* _Исходный текст_
Борис Грозовский: Рынок, конечно есть. Мне кажется, что в целом затея добиться того, чтобы цена российской нефти опустилась ниже 60 за баррель, едва ли осуществима просто в силу того, что на глобальном рынке нет избытка нефти, с одной стороны, с другой, всегда есть покупатели типа Индии, Китая, Турции, которые вполне готовы купить российскую нефть чуть дешевле, чем она бы продавалась в отсутствии санкций, соответственно, взяв себе большую прибыль от либо транспортировки, либо как в случае с Индией переработки этой нефти, доставки на европейский рынок уже нефтепродуктов, полученных из этой нефти, которые совершенно свободны от санкций. Это просто перераспределение части прибыли, которую могли бы получить российские нефтяные компании, а в итоге получают индийские, турецкие и так далее. В целом я думаю, что добиться прямого эффекта, чтобы российская нефть стоила меньше 60 за баррель, – это вряд ли удастся. Но то, что удается уже сейчас, – это создать и российскому бюджету, и российским нефтяным компаниям максимум сложностей. Мы видим, как деньги, которые они получают, зависают в Индии, зависают в рупиях, – эти деньги сложно использовать для того, чтобы приобрести товары, необходимые в качестве российского импорта. Создать сложности – это реально, добиться того, чтобы российскую нефть покупатели перестали покупать или покупали ее по цене значительно ниже мировых рыночных цен, – я думаю, что это вряд ли реально.
Михаил Соколов: Евросоюз вводит новый запрет на импорт сжиженного газа с 12-месячным переходным периодом. Получается, что Россия будет удалена и с этого рынка. Какова тут цена вопроса, кто будет в выигрыше?

* _Условие задания_
Почему, как считает Борис Грозовский в исходном тексте, добиться цены российской нефти ниже 60 за баррель едва ли удастся? Ответьте одним–тремя предложениями.

* _Представленные записи_
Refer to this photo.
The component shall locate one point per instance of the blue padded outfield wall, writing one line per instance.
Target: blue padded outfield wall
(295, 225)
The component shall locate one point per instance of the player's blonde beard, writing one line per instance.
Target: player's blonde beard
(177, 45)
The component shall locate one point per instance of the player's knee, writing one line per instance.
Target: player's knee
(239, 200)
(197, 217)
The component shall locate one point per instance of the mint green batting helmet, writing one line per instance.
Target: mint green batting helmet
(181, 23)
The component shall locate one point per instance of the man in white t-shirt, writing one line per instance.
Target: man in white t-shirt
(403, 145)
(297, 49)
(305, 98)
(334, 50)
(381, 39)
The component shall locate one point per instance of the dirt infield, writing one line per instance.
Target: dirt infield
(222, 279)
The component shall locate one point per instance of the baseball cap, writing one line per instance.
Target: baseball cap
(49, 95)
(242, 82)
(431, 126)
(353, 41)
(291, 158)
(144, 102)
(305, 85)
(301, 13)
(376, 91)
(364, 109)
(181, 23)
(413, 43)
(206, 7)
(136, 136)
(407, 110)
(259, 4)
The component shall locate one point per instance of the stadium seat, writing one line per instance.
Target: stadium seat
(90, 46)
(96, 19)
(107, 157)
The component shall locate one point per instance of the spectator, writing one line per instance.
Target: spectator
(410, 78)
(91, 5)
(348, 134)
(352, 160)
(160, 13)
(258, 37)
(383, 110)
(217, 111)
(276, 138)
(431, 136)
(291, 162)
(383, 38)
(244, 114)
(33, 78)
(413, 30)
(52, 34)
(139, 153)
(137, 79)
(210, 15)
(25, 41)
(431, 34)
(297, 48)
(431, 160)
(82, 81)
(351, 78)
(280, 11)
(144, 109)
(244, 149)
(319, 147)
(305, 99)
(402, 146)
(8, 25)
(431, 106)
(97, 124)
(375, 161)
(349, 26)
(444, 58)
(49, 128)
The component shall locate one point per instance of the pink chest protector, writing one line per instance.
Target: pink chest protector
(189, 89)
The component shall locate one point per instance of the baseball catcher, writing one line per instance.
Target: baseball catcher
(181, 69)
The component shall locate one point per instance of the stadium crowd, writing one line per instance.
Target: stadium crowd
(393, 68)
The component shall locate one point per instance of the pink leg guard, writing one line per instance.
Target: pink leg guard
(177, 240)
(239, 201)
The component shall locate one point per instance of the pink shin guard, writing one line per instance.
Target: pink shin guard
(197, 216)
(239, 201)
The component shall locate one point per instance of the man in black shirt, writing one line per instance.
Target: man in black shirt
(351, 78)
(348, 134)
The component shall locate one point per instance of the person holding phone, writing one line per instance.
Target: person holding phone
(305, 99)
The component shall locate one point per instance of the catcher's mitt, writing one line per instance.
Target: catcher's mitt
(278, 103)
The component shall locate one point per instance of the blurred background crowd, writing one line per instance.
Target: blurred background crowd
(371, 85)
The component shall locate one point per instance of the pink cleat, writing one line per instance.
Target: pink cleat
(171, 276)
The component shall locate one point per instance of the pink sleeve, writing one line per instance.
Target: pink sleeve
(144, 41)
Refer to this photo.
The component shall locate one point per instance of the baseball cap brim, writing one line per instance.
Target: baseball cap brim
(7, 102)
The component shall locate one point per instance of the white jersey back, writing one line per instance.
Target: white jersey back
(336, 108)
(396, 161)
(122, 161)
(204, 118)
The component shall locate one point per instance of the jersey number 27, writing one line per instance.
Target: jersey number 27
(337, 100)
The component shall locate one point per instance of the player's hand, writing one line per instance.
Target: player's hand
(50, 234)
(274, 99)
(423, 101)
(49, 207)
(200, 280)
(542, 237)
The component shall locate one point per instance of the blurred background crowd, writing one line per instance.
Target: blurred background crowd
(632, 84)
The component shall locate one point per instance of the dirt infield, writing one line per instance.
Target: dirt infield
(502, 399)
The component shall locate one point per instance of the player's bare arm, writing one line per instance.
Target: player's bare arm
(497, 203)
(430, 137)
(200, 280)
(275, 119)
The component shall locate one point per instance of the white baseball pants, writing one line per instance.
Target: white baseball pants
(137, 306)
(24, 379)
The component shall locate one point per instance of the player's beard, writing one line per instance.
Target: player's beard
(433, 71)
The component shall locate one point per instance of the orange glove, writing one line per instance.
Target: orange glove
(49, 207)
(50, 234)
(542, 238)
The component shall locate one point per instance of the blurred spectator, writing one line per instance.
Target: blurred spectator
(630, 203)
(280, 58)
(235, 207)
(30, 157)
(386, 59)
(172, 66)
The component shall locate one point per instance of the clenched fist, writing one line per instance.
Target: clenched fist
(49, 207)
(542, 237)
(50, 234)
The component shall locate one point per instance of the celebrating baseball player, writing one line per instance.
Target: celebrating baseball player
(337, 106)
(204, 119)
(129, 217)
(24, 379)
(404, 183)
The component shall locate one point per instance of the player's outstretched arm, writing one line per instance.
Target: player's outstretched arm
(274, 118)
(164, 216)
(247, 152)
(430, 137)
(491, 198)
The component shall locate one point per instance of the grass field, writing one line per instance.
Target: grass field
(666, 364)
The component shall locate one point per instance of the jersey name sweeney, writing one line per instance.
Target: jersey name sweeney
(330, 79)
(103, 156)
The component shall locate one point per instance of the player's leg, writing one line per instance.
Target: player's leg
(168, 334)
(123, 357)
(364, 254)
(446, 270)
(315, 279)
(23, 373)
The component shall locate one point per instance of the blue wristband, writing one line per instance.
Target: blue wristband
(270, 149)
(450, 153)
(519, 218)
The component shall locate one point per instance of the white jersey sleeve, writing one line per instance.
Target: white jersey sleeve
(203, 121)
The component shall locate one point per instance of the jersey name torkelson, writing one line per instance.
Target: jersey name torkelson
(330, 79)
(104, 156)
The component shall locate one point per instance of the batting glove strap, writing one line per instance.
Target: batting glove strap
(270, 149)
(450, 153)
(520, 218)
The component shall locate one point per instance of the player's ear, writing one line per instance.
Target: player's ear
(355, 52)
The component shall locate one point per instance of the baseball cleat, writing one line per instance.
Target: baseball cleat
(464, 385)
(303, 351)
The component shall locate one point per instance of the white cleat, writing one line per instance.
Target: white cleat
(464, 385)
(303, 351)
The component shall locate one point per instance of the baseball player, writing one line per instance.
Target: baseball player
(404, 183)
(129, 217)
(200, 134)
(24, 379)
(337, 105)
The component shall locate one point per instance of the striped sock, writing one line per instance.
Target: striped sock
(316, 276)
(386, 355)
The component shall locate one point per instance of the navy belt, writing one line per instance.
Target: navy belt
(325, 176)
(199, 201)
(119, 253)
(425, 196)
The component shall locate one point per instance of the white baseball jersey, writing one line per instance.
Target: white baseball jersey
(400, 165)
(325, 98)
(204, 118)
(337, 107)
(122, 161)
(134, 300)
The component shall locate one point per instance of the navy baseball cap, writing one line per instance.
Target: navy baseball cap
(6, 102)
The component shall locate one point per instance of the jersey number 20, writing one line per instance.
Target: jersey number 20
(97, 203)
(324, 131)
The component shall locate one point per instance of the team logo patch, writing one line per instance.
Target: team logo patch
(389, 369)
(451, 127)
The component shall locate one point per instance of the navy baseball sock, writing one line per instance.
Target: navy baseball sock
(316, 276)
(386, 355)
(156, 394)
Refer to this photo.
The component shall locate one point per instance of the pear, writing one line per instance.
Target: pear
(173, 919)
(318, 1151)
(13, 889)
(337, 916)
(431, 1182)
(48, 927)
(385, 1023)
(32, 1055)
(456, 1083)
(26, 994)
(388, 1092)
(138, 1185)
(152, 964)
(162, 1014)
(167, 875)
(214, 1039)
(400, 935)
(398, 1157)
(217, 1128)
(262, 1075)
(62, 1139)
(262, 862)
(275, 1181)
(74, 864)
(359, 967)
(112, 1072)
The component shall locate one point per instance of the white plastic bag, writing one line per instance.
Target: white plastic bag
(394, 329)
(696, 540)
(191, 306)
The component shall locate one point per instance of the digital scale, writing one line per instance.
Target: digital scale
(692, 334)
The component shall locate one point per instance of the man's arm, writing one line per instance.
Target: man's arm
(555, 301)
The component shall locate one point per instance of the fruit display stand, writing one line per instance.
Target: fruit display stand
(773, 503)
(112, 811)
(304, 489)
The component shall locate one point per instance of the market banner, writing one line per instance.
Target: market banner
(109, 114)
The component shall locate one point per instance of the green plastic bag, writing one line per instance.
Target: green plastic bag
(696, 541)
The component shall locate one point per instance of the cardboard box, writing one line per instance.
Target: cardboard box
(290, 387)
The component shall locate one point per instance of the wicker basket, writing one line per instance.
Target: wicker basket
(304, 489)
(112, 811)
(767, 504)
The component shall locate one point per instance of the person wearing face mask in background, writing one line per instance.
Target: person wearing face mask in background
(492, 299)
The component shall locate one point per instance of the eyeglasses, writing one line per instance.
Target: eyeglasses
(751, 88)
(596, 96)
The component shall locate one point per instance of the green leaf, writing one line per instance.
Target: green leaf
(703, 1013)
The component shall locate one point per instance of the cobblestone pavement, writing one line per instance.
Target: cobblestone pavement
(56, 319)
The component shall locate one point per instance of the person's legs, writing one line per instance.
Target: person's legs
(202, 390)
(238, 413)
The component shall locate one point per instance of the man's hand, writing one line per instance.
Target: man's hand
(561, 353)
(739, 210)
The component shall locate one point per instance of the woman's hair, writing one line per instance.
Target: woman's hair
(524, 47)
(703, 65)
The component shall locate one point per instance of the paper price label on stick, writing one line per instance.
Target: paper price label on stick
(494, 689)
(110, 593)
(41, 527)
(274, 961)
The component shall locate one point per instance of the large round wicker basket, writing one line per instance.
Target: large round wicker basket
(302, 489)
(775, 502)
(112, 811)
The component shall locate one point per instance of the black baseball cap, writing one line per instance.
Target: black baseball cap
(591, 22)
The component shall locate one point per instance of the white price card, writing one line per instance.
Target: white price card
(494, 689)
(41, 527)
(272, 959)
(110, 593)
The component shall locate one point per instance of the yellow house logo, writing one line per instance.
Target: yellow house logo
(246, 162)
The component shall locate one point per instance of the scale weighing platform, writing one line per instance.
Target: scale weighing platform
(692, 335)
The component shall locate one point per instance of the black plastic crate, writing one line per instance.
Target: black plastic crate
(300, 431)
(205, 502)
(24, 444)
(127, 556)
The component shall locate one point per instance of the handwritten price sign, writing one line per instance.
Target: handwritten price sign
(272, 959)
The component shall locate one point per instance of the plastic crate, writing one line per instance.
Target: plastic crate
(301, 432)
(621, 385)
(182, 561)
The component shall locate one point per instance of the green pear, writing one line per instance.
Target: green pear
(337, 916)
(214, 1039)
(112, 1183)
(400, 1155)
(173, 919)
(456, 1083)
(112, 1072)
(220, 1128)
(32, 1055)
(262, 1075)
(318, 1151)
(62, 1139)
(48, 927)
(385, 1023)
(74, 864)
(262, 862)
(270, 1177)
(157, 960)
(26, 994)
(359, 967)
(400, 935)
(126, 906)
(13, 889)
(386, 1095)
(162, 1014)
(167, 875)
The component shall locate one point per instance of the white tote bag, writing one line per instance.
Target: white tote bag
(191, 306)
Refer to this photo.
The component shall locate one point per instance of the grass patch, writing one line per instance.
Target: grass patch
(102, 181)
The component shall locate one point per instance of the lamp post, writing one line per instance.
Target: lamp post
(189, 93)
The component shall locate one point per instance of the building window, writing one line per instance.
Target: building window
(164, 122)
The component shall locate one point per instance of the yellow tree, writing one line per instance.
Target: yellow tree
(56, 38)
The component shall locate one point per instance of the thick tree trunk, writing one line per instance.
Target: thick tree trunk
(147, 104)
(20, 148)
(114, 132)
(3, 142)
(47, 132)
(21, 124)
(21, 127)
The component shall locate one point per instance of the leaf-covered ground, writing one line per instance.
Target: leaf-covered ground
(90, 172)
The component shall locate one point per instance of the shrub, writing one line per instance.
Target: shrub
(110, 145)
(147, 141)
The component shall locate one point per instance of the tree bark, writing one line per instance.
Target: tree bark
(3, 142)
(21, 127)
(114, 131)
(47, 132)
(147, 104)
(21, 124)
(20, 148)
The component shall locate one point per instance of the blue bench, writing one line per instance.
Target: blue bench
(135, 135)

* _Результат_
На глобальном рынке нет избытка нефти. Кроме того, всегда есть покупатели вроде Индии, Китая и Турции, готовые купить российскую нефть чуть дешевле, чем без санкций, и получить большую прибыль от её транспортировки или переработки.